> [SUPPLIED TEXT]:
▼

When someone is diagnosed with dementia the impact can be across the whole of their family and friends. It is so important that church leaders realise this and ensure that the pastoral care that they are delivering doesn’t miss anyone. Caring and loving those with dementia often raises so many questions, emotions and sometimes leads to isolation.
Below are some of the most common feelings and emotions that you will need to be aware of when you are ministering to someone whose loved one is living with dementia. These can be displayed at various times and you will need to help fully support someone as they are on this journey. The main thing to do is to reassure that whatever emotion or feeling they are going through is quite normal.
Grief and loss
We have already covered this in more detail in other blog posts however, it is good to cover this briefly again. When someone who is close develops dementia the feelings of loss are not uncommon. The loss of the person we used to know, the loss of a relationship, the loss of the future planned and grief is a common response to this loss.
Grief is individual, and everyone will grieve differently at different times and it’s not always going to become easier with the passing of time as dementia is a long journey.
As you minister take time to reflect on these losses and the emotions that are being felt at that time. Offer sympathy and empathy. Often the most important thing to those who are grieving is just your time and being there. Listen and support them and remember that grieving is not a short process and, with dementia, as the person is often still alive when the grieving process begins, hard.
Often feelings guilt are experienced. Guilt for:
· not wanting the responsibility of caring for a person with dementia but feeling it’s been forced upon them,
· being embarrassed by odd behaviours the person with dementia may display,
· past treatment,
· lost tempers,
· feeling that you could have kept them at home longer before they had to go into hospital or residential care (even though everything you felt could be done was been done
· past promises such as “I’ll always look after you,” when this cannot be met.

▲

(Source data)
▼

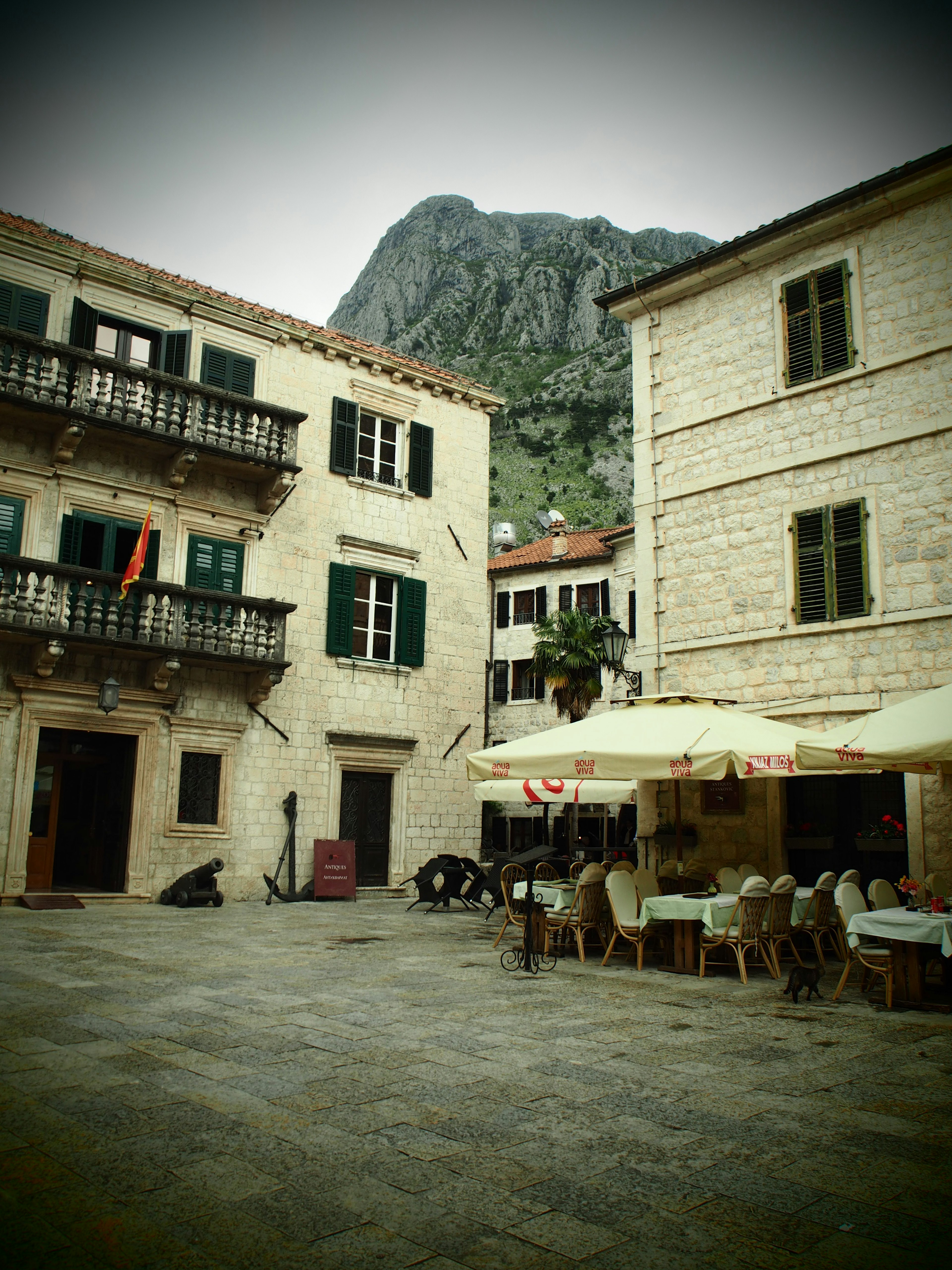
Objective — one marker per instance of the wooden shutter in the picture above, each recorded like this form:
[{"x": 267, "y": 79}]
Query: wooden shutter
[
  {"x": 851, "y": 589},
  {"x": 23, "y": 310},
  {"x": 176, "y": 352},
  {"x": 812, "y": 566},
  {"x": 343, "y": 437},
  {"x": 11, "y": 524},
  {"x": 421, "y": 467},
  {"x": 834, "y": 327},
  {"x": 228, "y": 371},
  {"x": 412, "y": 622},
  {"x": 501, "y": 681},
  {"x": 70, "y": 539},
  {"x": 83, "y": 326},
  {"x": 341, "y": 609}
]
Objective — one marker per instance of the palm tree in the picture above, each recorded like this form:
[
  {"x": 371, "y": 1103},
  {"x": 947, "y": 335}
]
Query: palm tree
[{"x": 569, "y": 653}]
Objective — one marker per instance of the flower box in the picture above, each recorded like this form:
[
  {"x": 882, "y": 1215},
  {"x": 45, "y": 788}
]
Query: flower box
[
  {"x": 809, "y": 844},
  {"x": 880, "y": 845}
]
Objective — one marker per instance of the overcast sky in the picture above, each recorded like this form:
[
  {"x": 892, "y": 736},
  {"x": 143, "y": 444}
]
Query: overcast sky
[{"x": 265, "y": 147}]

▲

> [SET OF TASKS]:
[a] Could you print the part of the passage on dementia and pastoral care between "Grief is individual, and" and "process begins, hard.", inclusive?
[b] How would you sum up the passage on dementia and pastoral care in two sentences?
[c] In the passage on dementia and pastoral care, how would you render this sentence in Spanish: "Grief is individual, and everyone will grieve differently at different times and it’s not always going to become easier with the passing of time as dementia is a long journey."
The records have no connection to the text.

> [YOUR RESPONSES]:
[a]
Grief is individual, and everyone will grieve differently at different times and it’s not always going to become easier with the passing of time as dementia is a long journey.
As you minister take time to reflect on these losses and the emotions that are being felt at that time. Offer sympathy and empathy. Often the most important thing to those who are grieving is just your time and being there. Listen and support them and remember that grieving is not a short process and, with dementia, as the person is often still alive when the grieving process begins, hard.

[b] A dementia diagnosis affects the person's whole circle of family and friends, so church leaders should make sure their pastoral care misses no one and should reassure those affected that what they feel is normal. Loved ones commonly grieve the loss of the person they knew, their relationship and their planned future, and they need time, listening and support, while many also feel guilt over things such as unwanted caring duties, lost tempers and promises that cannot be kept.

[c] El duelo es individual, y cada persona vivirá el duelo de manera diferente en momentos diferentes, y no siempre se hará más fácil con el paso del tiempo, ya que la demencia es un largo camino.